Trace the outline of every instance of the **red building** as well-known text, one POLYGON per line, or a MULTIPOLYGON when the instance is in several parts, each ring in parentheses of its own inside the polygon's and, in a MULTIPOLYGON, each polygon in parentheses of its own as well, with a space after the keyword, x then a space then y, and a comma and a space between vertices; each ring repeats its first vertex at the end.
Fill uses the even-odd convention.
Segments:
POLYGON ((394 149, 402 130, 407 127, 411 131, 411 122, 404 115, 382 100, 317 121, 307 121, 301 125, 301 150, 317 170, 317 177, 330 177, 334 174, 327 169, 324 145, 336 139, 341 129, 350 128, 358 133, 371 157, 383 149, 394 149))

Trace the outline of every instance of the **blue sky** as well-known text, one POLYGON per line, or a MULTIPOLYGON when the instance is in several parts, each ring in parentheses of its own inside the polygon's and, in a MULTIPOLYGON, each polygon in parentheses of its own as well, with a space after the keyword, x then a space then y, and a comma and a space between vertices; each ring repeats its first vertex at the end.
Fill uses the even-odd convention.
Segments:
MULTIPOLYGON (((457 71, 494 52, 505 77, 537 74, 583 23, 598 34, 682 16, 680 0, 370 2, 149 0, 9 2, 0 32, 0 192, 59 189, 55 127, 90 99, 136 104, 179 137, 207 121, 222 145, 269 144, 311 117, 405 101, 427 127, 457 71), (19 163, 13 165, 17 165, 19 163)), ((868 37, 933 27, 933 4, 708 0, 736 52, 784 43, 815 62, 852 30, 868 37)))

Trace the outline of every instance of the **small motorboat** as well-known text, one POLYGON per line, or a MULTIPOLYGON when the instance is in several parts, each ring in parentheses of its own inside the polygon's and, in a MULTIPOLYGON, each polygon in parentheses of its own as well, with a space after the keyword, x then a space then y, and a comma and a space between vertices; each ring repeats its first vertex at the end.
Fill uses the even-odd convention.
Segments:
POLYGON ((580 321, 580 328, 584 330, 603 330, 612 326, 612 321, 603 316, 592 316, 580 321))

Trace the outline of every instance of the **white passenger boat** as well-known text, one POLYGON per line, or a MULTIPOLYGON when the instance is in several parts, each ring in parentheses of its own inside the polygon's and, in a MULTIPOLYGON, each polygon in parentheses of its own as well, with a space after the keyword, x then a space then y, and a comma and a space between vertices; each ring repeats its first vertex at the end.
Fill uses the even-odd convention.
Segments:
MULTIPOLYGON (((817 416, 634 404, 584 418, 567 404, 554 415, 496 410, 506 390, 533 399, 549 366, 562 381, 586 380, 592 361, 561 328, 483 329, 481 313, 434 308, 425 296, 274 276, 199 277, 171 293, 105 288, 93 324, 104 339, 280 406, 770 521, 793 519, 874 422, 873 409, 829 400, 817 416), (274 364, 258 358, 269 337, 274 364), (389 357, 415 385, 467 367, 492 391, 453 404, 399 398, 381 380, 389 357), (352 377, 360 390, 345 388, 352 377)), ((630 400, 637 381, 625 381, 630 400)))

# # # #

THE PROBLEM: Rewrite only the lines above, from the line with "Trace the outline of every instance of the **blue" up to and including the line with "MULTIPOLYGON (((457 71, 494". Replace "blue sky" with "clear sky" and leave everything else unchanged.

SOLUTION:
Trace the outline of every instance of the **clear sky** as well-known text, one POLYGON per line, or a MULTIPOLYGON when the instance is in several parts, each ring in parentheses of its own inside the polygon's and, in a MULTIPOLYGON, each polygon in parentheses of its own as well, with a space after the keyword, x then a space then y, and a comma and a space between vertices; each ring repeats its first vertex at the end.
Fill uses the even-odd convention.
Segments:
MULTIPOLYGON (((457 71, 494 52, 505 77, 537 74, 583 23, 598 34, 682 16, 680 0, 370 2, 149 0, 9 2, 0 32, 0 192, 59 189, 55 127, 90 99, 136 104, 179 137, 207 121, 222 145, 269 144, 311 117, 405 101, 427 127, 457 71), (19 163, 13 165, 17 165, 19 163)), ((868 37, 933 27, 933 4, 708 0, 736 52, 784 43, 815 62, 852 30, 868 37)))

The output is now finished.